[start Records supplied]

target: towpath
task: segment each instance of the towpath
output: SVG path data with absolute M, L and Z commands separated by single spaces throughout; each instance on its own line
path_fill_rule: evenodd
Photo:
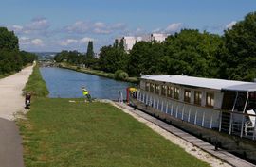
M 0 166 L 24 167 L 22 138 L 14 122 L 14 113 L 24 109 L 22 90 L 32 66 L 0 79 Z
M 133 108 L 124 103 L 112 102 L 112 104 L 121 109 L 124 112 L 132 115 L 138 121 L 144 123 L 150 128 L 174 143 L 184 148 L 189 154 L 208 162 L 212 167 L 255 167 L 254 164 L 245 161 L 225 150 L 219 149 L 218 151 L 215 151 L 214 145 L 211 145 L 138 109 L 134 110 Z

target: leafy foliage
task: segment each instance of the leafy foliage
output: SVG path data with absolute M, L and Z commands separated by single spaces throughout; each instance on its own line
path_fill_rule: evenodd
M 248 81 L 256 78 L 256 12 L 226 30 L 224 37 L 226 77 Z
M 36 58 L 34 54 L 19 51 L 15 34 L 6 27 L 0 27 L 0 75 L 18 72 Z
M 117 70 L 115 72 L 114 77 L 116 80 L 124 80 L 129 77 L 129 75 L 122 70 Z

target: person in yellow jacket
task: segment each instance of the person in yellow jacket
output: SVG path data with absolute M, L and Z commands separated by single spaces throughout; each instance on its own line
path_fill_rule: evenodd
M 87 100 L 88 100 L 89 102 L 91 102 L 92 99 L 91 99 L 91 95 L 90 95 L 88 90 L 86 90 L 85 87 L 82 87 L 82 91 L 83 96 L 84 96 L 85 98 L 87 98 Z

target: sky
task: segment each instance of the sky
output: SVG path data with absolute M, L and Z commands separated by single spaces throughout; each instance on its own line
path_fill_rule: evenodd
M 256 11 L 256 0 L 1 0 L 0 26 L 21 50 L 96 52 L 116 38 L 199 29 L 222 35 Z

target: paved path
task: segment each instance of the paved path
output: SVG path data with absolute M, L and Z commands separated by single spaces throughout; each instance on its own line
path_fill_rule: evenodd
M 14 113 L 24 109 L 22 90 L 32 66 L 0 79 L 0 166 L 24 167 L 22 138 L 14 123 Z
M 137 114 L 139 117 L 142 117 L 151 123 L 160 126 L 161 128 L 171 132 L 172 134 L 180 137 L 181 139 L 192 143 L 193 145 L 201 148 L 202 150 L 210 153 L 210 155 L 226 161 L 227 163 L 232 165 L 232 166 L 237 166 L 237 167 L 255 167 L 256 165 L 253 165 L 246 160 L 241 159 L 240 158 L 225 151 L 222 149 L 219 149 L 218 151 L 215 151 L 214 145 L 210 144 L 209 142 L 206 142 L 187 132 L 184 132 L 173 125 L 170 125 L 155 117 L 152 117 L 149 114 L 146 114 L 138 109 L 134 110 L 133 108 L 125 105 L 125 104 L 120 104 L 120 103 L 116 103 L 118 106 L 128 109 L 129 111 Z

[end Records supplied]

→ Stated exercise: Switch every "evenodd" in the data above to "nonzero" and write all of the data out again with nothing else changed. Omit the pictures.

→ Answer for the task:
target: towpath
task: segment each instance of the towpath
output: SVG path data with absolute M, L and Z commands separated by single spaces throughout; each instance on its own line
path_fill_rule: nonzero
Photo:
M 0 166 L 24 167 L 22 138 L 14 122 L 14 113 L 24 109 L 22 90 L 32 66 L 0 79 Z
M 133 108 L 124 103 L 112 102 L 112 104 L 121 109 L 124 112 L 132 115 L 138 121 L 144 123 L 150 128 L 174 143 L 184 148 L 189 154 L 208 162 L 212 167 L 255 167 L 254 164 L 245 161 L 225 150 L 219 149 L 218 151 L 215 151 L 214 145 L 211 145 L 138 109 L 134 110 Z

target: leafy foliage
task: segment each instance of the leafy foliage
output: SVG path data with absolute M, L and Z commands separated by single spaces throughout; each instance on its own line
path_fill_rule: nonzero
M 248 81 L 256 78 L 256 12 L 226 30 L 224 37 L 226 77 Z
M 36 58 L 34 54 L 19 51 L 15 34 L 6 27 L 0 27 L 0 75 L 18 72 Z
M 117 70 L 115 72 L 114 77 L 116 80 L 124 80 L 129 77 L 129 75 L 122 70 Z

target: person in yellow jacket
task: segment each instance of the person in yellow jacket
output: SVG path data with absolute M, L and Z commands separated by single spaces throughout; each instance on its own line
path_fill_rule: nonzero
M 87 100 L 88 100 L 89 102 L 91 102 L 92 99 L 91 99 L 91 95 L 90 95 L 88 90 L 86 90 L 85 87 L 82 87 L 82 91 L 83 96 L 84 96 L 85 98 L 87 98 Z

target: sky
task: segment each instance of the sky
output: SVG path data with absolute M, L and Z commands separated by single spaces throughout; each instance on its own line
path_fill_rule: nonzero
M 256 11 L 256 0 L 1 0 L 0 26 L 21 50 L 96 52 L 116 38 L 199 29 L 222 35 Z

target: paved path
task: segment each instance of the paved path
output: SVG path data with absolute M, L and Z commands separated by single spaces throughout; each instance on its own line
path_fill_rule: nonzero
M 14 113 L 24 109 L 22 90 L 32 66 L 0 79 L 0 166 L 24 167 L 22 138 L 14 123 Z
M 137 114 L 139 117 L 142 117 L 151 123 L 160 126 L 161 128 L 171 132 L 172 134 L 180 137 L 181 139 L 192 143 L 193 145 L 201 148 L 202 150 L 210 153 L 210 155 L 226 161 L 227 163 L 232 165 L 232 166 L 237 166 L 237 167 L 255 167 L 256 165 L 253 165 L 246 160 L 241 159 L 240 158 L 225 151 L 222 149 L 219 149 L 218 151 L 215 151 L 214 145 L 210 144 L 209 142 L 206 142 L 187 132 L 184 132 L 173 125 L 170 125 L 155 117 L 152 117 L 149 114 L 146 114 L 138 109 L 134 110 L 133 108 L 125 105 L 125 104 L 120 104 L 120 103 L 116 103 L 118 106 L 128 109 L 129 111 Z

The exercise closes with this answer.